◆ КОРОТКАЯ ЗАДАЧА 1
Определите, согласуются ли с приведенным ниже отрывком о русских художниках на Западе утверждения (а), (б) и (в): (а) в XIX веке русские художники на Западе преследовали тактические, а не стратегические цели; (б) русские футуристы пытались бить морду Маринетти; (в) засылка деятелей советского авангарда на Запад преследовала прежде всего шпионские цели. Для каждого утверждения ответьте «да» или «нет» и приведите точную цитату из отрывка, которая это решает.

───── ОТРЫВОК ─────

53

вернуться

Боровский Александр
Силуэты современных художников

 

Отрывок

Secret Sokov

Ситуация перемещения русского художника на Запад менялась в ходе истории. Поначалу это была заброска, засылка. «Птенцов гнезда Петрова» засылали попросту, без дураков: разведав новейшие технологии светской живописи в италиях и голландиях, они должны были — и выполнили задание — ликвидировать историческое отставание отечественной арт-продукции. В XIX веке преследовались уже не тактические, а стратегические цели: русские художники, глубоко внедрившись в западную жизнь, исподволь готовили местное общественное мнение к тому, что и в России есть искусство. Как гордо писано в «Куплетах, сочиненных учеником Академии художеств Л. С. Кудиновым»:

«На доблестном поприще брани и мира
Европа достойно твоих чтит сынов.
Увенчана пальмами, русская лира
Несет просвещенью дань сладких плодов».

С середины прошлого века государственная необходимость уже не была столь жесткой — на западное общественное мнение можно было плюнуть, благо, как говаривал Николай Павлович, у него всегда под рукой был миллион зрителей в серых шинелях. Так что засылка пенсионеров в Италию теперь происходила едва ли не по инерции: пусть себе поклоняются антикам, чем бы дитя ни тешилось… Но не таков русский художник, чтобы плыть по течению, существовать без сверхзадачи. Государственная необходимость, звучавшая совсем уж под сурдинку, сменилась трубным гласом нравственного императива. Так дала о себе знать настоятельная необходимость ездить на Запад, чтобы воочию убедиться в тамошнем тупике. Очевидный дефицит идейности в западной арт-практике действовал как красная тряпка на быка: редкий русский художник «на рандеву» не ругнул современную западную художественную ситуацию или, на худой конец, художественные нравы. А так, конечно, екало сердечко у пенсионера Академии художеств, будущего мужиковствующего передвижника: может, и впрямь разложение цвета важнее разложения общественных нравов? А десятилетия спустя неулыбчивый Серов неожиданно для себя вставлял розу в петлицу и пускался вскачь по Елисейским полям. Но это –лирические частности, попытки интимизировать заданность, функциональность (причем заданность, повторим, уже не столько государственную, сколько идеологическую). Срывы — бывали, что греха таить. Но художественно-идеологические — ни-ни, никогда. Даже космополитический, по определению, авангард имел у нас национальный окрас: русские футуристы пытались бить морду Маринетти, это был знаковый жест. Прямо как русская арифметика, по тургеневской иронической реплике: дважды два у нас — все четыре, но — бойчее…
В раннесоветские времена, прямо как в петровские, снова восторжествовала государственная прагматика. Так, засылка на Запад деятелей советского авангарда преследовала не столько шпионские, сколько агитационные цели: уж кого-кого, а левую интеллигенцию разные там лисицкие распропагандировали надолго.

─────

◆ КОРОТКАЯ ЗАДАЧА 2
Укажите, сколько строк в записях содержат слово «tree», с учетом регистра букв. В ответе дайте только число.

───── ПРЕДОСТАВЛЕННЫЕ ЗАПИСИ ─────

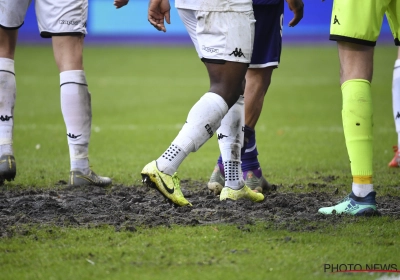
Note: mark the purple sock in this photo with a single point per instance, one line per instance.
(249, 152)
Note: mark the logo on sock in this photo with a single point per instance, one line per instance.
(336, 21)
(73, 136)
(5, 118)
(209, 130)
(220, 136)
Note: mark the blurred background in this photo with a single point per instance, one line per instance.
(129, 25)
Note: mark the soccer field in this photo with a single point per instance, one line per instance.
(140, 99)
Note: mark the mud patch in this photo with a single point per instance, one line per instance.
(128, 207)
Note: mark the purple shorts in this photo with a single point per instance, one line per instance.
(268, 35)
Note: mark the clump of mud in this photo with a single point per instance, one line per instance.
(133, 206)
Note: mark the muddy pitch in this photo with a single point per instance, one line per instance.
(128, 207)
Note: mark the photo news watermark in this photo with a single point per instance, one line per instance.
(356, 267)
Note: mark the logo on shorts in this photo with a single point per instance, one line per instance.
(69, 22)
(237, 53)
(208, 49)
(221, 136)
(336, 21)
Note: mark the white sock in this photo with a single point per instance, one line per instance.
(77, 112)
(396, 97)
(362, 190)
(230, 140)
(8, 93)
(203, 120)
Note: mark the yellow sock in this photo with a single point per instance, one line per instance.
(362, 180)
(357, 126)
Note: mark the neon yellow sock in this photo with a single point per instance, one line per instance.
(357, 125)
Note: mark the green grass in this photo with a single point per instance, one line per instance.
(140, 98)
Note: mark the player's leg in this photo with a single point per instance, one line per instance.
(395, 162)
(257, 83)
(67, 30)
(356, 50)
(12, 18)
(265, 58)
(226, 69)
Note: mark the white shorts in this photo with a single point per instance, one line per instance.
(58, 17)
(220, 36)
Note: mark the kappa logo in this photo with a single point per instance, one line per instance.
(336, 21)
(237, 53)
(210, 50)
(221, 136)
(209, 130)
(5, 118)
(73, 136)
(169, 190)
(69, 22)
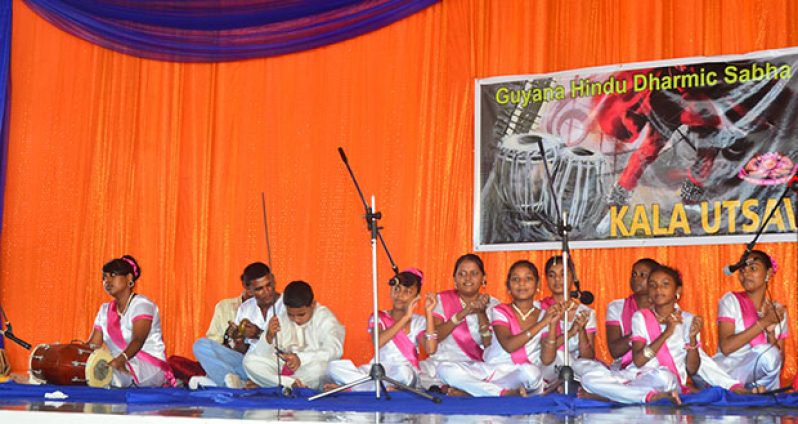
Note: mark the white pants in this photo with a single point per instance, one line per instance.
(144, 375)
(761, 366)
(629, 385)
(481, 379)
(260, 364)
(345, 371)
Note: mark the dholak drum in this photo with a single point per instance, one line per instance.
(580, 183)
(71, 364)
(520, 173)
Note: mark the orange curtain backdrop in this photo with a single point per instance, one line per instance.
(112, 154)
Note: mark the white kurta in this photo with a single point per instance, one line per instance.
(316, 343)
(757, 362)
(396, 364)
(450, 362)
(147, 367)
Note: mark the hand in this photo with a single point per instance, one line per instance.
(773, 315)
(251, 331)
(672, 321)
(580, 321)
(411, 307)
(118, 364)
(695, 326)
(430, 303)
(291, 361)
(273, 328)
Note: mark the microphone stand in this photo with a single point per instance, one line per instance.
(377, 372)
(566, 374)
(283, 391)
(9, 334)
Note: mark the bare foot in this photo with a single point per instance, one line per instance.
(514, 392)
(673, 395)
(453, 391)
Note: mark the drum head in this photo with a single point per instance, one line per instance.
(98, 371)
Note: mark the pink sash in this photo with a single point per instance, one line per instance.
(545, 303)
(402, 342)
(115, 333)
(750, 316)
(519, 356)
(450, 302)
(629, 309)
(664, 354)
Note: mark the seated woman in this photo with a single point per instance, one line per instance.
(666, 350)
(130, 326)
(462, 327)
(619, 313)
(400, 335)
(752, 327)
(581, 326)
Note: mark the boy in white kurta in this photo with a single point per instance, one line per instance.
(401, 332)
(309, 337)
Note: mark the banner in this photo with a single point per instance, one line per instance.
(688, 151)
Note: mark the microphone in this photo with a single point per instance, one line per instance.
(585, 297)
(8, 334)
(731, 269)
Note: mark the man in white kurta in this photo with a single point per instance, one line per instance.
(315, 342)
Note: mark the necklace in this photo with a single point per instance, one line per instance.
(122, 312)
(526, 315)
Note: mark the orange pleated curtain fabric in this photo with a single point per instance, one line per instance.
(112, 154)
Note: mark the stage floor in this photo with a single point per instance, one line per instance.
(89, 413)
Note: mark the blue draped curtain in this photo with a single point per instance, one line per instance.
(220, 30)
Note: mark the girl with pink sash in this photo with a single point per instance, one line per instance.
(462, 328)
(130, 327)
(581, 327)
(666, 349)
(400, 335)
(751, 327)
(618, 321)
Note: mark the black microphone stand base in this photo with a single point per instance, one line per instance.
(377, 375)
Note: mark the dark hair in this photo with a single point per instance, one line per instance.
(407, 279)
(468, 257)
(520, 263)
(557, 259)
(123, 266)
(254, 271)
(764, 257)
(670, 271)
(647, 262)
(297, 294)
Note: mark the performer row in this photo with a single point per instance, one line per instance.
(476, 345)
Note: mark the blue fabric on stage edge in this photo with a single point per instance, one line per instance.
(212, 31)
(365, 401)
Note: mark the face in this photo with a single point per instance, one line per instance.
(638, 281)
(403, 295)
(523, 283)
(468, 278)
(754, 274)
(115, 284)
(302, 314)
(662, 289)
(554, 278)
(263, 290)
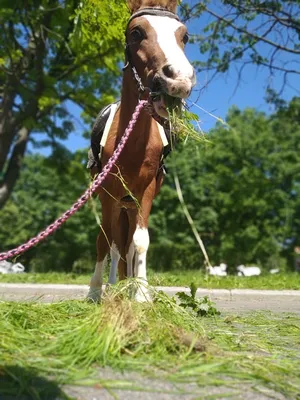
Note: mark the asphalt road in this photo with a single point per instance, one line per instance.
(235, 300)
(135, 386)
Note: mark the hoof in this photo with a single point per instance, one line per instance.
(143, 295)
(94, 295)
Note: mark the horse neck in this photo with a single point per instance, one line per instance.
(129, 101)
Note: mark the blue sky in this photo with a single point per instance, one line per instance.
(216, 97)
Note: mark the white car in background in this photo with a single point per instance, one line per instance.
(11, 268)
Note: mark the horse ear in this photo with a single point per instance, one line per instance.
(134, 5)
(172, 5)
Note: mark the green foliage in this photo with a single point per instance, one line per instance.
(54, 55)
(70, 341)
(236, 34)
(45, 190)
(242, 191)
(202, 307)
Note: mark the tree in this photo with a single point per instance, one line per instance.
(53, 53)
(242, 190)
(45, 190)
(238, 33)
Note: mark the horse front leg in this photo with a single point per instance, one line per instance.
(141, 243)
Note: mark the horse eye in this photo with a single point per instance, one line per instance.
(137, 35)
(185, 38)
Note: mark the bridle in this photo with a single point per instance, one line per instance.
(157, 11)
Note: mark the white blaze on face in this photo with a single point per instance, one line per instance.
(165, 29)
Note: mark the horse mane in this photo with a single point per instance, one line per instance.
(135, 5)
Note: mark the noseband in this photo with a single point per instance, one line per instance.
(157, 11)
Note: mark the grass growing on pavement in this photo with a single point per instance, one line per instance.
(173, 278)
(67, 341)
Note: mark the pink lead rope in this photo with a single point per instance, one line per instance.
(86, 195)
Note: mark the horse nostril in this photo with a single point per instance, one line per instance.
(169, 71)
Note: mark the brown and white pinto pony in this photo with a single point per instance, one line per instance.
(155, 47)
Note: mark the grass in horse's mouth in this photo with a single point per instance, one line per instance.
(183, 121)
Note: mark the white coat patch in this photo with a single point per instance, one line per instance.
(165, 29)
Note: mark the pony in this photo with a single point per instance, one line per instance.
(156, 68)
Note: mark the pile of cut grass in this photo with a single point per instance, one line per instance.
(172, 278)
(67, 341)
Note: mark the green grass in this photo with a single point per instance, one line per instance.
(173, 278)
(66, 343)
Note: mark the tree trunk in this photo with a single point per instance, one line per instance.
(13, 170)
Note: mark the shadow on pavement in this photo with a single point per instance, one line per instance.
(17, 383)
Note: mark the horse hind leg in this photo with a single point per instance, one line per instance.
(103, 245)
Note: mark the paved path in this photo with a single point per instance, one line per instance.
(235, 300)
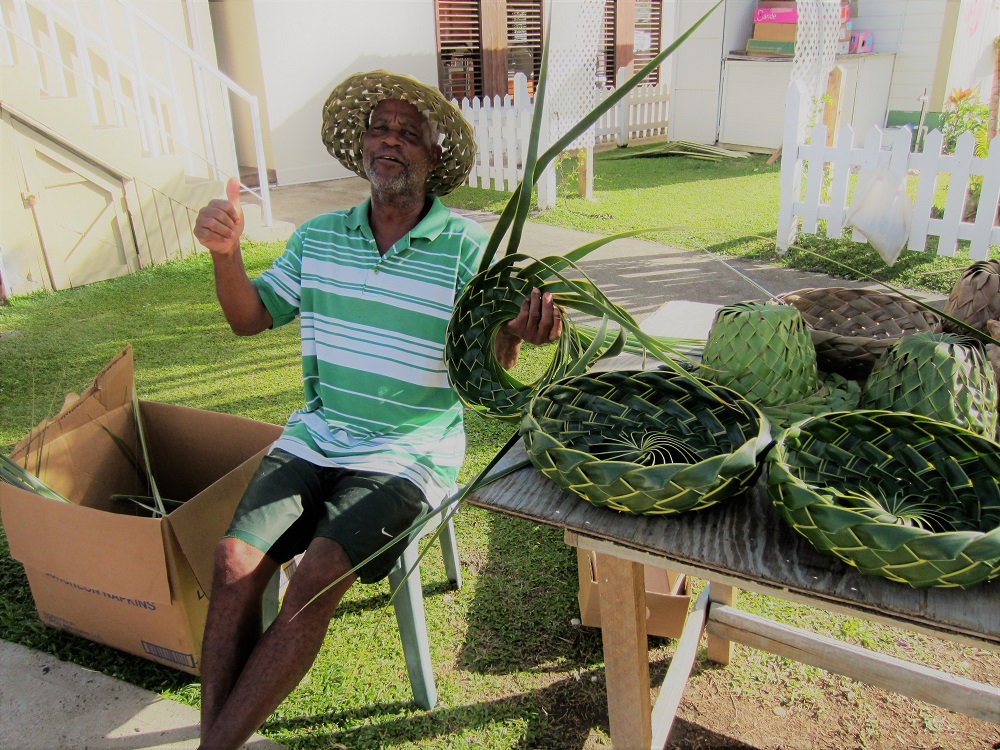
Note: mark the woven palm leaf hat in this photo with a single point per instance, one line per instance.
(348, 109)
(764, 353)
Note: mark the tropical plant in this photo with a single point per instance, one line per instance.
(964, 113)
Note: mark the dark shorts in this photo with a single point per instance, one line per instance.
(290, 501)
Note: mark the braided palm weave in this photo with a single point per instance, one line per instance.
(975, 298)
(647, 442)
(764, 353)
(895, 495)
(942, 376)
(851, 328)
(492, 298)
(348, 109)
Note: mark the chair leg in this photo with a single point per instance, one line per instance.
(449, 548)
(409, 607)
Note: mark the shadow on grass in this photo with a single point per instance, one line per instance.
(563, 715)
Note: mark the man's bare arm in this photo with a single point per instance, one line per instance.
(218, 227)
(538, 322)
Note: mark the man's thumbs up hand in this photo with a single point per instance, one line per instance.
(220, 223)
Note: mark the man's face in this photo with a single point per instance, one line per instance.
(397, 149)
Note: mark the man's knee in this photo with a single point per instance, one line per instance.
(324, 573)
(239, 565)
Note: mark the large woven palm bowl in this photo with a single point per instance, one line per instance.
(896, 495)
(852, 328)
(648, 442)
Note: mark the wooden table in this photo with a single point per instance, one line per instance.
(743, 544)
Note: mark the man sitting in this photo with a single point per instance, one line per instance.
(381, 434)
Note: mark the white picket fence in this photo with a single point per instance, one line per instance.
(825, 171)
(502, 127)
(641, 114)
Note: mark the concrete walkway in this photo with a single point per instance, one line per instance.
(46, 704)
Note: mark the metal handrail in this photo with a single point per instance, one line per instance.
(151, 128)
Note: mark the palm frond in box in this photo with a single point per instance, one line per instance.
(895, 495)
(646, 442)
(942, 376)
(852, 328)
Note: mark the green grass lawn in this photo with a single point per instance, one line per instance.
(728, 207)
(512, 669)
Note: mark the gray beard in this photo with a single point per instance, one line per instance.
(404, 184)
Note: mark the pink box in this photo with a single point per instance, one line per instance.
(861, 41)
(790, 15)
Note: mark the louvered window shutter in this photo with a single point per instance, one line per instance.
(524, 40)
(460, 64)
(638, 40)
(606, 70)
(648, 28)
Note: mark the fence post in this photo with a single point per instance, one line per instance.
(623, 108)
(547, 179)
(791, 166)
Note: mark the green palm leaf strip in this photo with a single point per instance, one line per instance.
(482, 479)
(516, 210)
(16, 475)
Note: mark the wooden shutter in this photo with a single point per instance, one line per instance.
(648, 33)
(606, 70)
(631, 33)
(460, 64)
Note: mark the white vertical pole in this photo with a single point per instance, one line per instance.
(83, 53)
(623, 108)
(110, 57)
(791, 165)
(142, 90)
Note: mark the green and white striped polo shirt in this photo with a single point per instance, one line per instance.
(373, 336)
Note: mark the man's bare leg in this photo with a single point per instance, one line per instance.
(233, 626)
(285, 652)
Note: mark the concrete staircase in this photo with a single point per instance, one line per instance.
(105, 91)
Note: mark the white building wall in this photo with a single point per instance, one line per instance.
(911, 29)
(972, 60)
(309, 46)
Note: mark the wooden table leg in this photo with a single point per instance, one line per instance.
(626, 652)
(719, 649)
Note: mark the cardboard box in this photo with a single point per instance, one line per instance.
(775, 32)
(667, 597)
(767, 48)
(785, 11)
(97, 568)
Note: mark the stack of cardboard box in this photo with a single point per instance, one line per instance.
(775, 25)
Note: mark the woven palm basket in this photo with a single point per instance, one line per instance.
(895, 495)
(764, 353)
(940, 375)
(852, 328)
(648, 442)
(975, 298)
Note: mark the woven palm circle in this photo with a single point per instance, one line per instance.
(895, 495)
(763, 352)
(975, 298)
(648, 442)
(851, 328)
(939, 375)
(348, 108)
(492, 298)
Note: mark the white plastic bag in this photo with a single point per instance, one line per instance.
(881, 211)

─────

◆ ОТВЕТ К ЗАДАНИЮ 1
(а) Нет: «В XIX веке преследовались уже не тактические, а стратегические цели».
(б) Да: «русские футуристы пытались бить морду Маринетти».
(в) Нет: «засылка на Запад деятелей советского авангарда преследовала не столько шпионские, сколько агитационные цели».

◆ ОТВЕТ К ЗАДАНИЮ 2
2